__PROBLEM TO SOLVE__: Render every line of the items below as a numbered list, leaving out any blank lines.

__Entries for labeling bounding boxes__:
>>>>

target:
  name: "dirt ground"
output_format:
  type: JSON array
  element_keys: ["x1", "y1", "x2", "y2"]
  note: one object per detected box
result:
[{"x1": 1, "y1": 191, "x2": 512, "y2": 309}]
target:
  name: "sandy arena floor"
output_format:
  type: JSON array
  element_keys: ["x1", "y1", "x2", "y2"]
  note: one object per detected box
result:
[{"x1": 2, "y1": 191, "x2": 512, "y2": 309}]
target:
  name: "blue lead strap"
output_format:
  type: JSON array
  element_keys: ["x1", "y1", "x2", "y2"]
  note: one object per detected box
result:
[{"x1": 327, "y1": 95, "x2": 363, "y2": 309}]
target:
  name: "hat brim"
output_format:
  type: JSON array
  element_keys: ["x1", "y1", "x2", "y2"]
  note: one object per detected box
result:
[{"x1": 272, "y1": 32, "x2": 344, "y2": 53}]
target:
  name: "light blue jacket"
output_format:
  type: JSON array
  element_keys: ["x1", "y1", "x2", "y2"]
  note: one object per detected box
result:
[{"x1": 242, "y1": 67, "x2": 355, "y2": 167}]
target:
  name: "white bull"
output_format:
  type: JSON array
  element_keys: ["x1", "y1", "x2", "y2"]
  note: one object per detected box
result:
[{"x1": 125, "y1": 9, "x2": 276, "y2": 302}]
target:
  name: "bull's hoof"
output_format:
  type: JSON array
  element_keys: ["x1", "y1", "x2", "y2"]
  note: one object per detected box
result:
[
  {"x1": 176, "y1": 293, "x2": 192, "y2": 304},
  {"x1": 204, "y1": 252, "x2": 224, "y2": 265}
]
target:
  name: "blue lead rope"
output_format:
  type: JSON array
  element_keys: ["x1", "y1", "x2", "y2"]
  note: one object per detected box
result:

<<<<

__WRITTEN RESPONSE__:
1. target:
2.   name: "dirt ground"
3. output_format:
4.   type: JSON array
5.   element_keys: ["x1", "y1", "x2", "y2"]
6.   note: one object per detected box
7. result:
8. [{"x1": 1, "y1": 191, "x2": 512, "y2": 309}]
9. target:
10.   name: "sandy arena floor"
11. output_format:
12.   type: JSON array
13.   element_keys: ["x1", "y1", "x2", "y2"]
14.   note: one object per detected box
15. result:
16. [{"x1": 2, "y1": 191, "x2": 512, "y2": 309}]
17. target:
18.   name: "blue lead strap"
19. output_format:
20.   type: JSON array
21.   element_keys: ["x1", "y1", "x2", "y2"]
22.   note: one object per detected box
23. result:
24. [{"x1": 327, "y1": 95, "x2": 363, "y2": 309}]
25. target:
26.   name: "hat brim"
27. output_format:
28.   type: JSON array
29.   element_keys: ["x1", "y1", "x2", "y2"]
30.   note: one object per detected box
31. result:
32. [{"x1": 272, "y1": 32, "x2": 344, "y2": 53}]
33. target:
34.   name: "light blue jacket"
35. output_format:
36.   type: JSON array
37.   element_keys: ["x1", "y1", "x2", "y2"]
38.   note: one object per detected box
39. result:
40. [{"x1": 242, "y1": 67, "x2": 355, "y2": 167}]
41. target:
42.   name: "white bull"
43. output_format:
44.   type: JSON array
45.   element_keys: ["x1", "y1", "x2", "y2"]
46.   note: one object per detected box
47. result:
48. [{"x1": 125, "y1": 9, "x2": 276, "y2": 302}]
49. target:
50.   name: "bull's hoof"
51. output_format:
52.   type: JSON array
53.   element_keys: ["x1", "y1", "x2", "y2"]
54.   note: one object per detected box
55. result:
56. [
57.   {"x1": 176, "y1": 293, "x2": 192, "y2": 304},
58.   {"x1": 204, "y1": 252, "x2": 224, "y2": 265}
59. ]
60. target:
61.   name: "blue lead rope"
62. output_format:
63.   type: JSON array
64.   element_keys: ["x1", "y1", "x2", "y2"]
65.   note: one object per detected box
66. result:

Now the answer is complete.